-- Begin Supplied data --

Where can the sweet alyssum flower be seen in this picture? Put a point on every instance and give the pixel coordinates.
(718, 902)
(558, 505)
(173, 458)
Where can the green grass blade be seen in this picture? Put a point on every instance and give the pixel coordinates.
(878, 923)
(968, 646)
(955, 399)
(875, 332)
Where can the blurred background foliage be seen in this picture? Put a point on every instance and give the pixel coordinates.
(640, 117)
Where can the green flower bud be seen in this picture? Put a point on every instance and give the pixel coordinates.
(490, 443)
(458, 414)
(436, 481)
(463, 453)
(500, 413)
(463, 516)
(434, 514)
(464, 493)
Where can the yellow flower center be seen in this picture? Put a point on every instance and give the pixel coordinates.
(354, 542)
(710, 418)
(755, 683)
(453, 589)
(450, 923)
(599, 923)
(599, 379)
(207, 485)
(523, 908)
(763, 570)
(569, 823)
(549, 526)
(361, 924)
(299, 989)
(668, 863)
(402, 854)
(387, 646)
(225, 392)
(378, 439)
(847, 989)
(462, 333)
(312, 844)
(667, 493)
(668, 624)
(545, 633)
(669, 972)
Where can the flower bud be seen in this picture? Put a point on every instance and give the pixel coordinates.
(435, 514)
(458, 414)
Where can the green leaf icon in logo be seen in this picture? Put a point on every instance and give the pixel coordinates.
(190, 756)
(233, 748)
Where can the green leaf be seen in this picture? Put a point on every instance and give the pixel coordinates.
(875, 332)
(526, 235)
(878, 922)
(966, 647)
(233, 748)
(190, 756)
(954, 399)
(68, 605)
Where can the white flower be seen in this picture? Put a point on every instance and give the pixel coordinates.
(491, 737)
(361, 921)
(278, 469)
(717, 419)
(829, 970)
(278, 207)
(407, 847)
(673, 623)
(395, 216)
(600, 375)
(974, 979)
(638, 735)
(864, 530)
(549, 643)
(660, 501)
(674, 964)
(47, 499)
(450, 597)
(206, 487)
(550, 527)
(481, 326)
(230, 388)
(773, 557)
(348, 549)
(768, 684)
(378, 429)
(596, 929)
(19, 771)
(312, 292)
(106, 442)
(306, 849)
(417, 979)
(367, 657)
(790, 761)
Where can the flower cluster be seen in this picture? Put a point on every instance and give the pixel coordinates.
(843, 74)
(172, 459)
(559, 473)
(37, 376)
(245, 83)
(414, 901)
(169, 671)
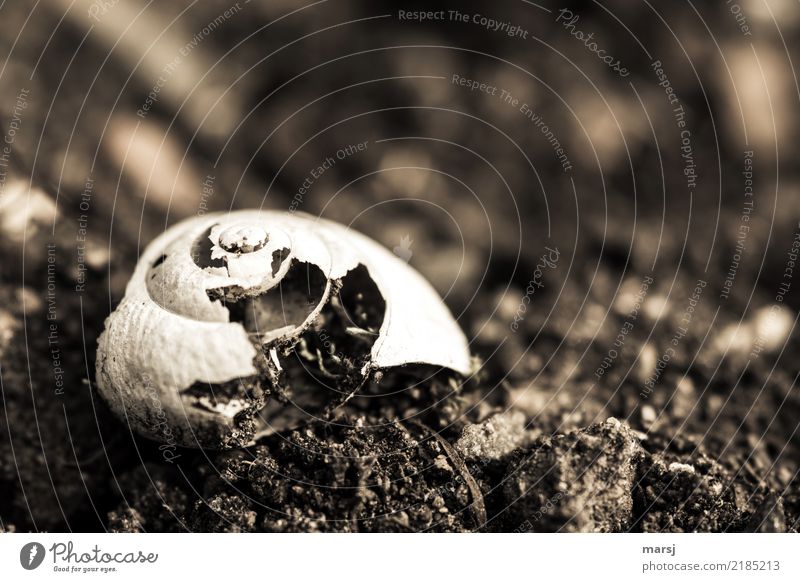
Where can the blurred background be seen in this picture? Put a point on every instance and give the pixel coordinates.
(605, 194)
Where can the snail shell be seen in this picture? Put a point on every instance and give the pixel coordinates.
(225, 310)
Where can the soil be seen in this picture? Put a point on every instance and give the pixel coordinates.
(632, 376)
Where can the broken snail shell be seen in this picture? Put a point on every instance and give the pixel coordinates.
(243, 323)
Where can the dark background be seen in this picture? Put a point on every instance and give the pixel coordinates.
(265, 95)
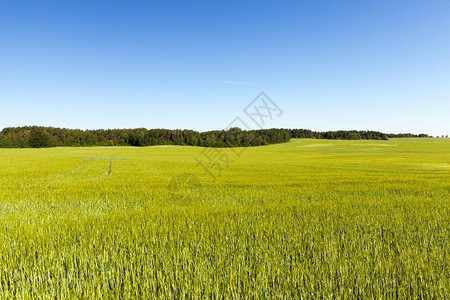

-- End Supplied data --

_Task description_.
Reproduce all of the entries above word for word, leaving out the pictures.

_The response_.
Where can the sweet alyssum flower be seen in this picture? Put a point on every instance and give the pixel coordinates.
(718, 902)
(558, 505)
(173, 458)
Where can the green grass blade be seen in this picture? Put a point on every instance and give the pixel coordinates.
(878, 923)
(968, 646)
(955, 399)
(875, 332)
Where can the blurred background foliage be seen in this picture? Put a point on every instance and give the pixel coordinates.
(640, 117)
Where can the green flower bud be seen in this picture? Put a point on every instance and give the pixel coordinates.
(490, 443)
(458, 414)
(436, 481)
(463, 453)
(500, 413)
(463, 516)
(434, 514)
(464, 493)
Where can the yellow flower center be seen in this picture? Put a point on every instance and give the pixel coordinates.
(354, 542)
(710, 418)
(755, 683)
(453, 589)
(450, 923)
(599, 923)
(599, 379)
(207, 485)
(523, 908)
(763, 570)
(569, 823)
(549, 526)
(361, 924)
(299, 989)
(668, 863)
(402, 854)
(387, 646)
(225, 392)
(378, 439)
(847, 989)
(462, 333)
(312, 844)
(667, 493)
(668, 624)
(545, 633)
(669, 972)
Where can the flower bud be seen in this picture? Put a point on every instance and give the pixel coordinates.
(435, 514)
(458, 414)
Where can the green leaf icon in logo be seen in this picture? Put a point on every instance and give the pixel coordinates.
(190, 756)
(233, 748)
Where can the green leaf be seen in this picture? Put a point on every instance and give the pixel coordinates.
(875, 332)
(526, 235)
(878, 922)
(966, 647)
(233, 748)
(190, 756)
(954, 399)
(68, 605)
Where can the white flower be seen in this picture? Put a point on every instance and give the pixel coordinates.
(491, 737)
(361, 921)
(278, 469)
(717, 419)
(829, 970)
(278, 207)
(407, 847)
(673, 623)
(395, 216)
(600, 375)
(974, 979)
(638, 735)
(864, 530)
(549, 643)
(660, 501)
(674, 964)
(47, 499)
(450, 597)
(206, 487)
(550, 527)
(481, 326)
(230, 388)
(773, 557)
(348, 549)
(768, 684)
(378, 429)
(596, 929)
(19, 771)
(312, 292)
(106, 442)
(306, 849)
(417, 979)
(367, 657)
(790, 761)
Where can the flower cluster be seen in this picture? Put a point on every instance and give the pixel coordinates.
(843, 74)
(172, 459)
(559, 473)
(37, 376)
(245, 83)
(414, 901)
(169, 671)
Where can the blurred background be seen in this picture? Put a point on every instance and give the pixel coordinates.
(605, 194)
Where can the snail shell be seen in this picture? Put a point on every instance and give the pixel coordinates.
(225, 310)
Where can the soil be seen in this picture? Put a point on every instance and give the pixel coordinates.
(632, 376)
Where can the broken snail shell be seen in this picture? Put a point on every instance and give the pixel coordinates.
(243, 323)
Where can the dark background be seen in this picture? Put a point on every instance and give the pixel coordinates.
(265, 95)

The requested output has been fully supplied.